> _Problem to solve_:
Every record that appears below should be transcribed exactly.

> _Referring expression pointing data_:

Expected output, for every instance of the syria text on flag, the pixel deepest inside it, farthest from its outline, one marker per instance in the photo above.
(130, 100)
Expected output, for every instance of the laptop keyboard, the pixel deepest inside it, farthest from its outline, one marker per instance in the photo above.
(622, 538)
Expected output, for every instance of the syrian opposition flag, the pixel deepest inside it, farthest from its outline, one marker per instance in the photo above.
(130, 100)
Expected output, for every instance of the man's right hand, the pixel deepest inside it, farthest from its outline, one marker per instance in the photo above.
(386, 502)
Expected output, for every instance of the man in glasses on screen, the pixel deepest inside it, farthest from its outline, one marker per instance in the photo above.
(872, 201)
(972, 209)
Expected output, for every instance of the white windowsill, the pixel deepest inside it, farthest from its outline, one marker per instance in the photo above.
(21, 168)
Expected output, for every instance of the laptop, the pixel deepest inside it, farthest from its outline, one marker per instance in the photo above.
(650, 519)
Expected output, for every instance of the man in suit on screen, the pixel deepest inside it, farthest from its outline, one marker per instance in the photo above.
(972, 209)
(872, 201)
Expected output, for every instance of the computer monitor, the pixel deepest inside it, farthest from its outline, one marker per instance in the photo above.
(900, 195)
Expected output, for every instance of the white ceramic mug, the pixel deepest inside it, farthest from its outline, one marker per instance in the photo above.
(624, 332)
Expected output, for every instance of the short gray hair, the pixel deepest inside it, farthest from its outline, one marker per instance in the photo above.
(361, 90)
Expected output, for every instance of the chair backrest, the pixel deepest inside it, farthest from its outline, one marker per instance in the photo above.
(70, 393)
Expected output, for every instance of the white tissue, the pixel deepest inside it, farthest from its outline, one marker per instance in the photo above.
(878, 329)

> _Exercise output_:
Expected output, for every instance of the syria text on flag, the pixel deepest inside it, farthest from its outline, one marker per instance in the photo above.
(130, 100)
Expected output, for every instance of the laptop keyboard, the pixel deepest inside it, farthest from its outline, one marker per instance in the photo above.
(622, 538)
Expected output, for every instance of the syrian opposition flag, the pixel deepest inside it, farthest from its outline, one marker per instance in the photo above.
(130, 100)
Expected output, for every instance of the man's right hand, the pixel deepest inside it, farthest from its outline, one marker per instance in the photo above.
(386, 502)
Expected output, for every instance of the man in glasses on screen, the pixel deepest inside it, farthest from its outline, one marker per instance in the photo above.
(872, 201)
(972, 209)
Expected output, for every instance of the white windowsill, the pixel deepest inside it, farthest from its outline, one marker per instance in the photo above.
(21, 168)
Expected output, for every instance of the laptop, the pixel deepest inside it, farthest from its outline, one marker per instance in the photo above.
(650, 519)
Expected output, for every instance of the man in suit on screen, the pixel deepest inside it, farthest from its outline, one marker per instance in the photo above.
(972, 209)
(872, 201)
Expected output, for every instance of the computer monitor, the pixel deepest inside it, farthest from its outline, one marker per instance in the photo above.
(900, 195)
Expected output, for every instance of the white ceramic mug, the pixel deepest inside it, farthest from its outline, one marker per instance in the photo above.
(624, 332)
Expected output, for every instance of the short gray hair, the pixel deepest inside it, farthest from its outline, one marker per instance in the photo above.
(361, 90)
Expected output, for every instance of the chair backrest, the pixel deepest inside it, farthest from its outline, one marker per instance in the photo above.
(70, 393)
Expected output, for every instance of the white tissue, the pixel deepest inside it, farthest from its outline, one marker per instance in the photo above.
(878, 329)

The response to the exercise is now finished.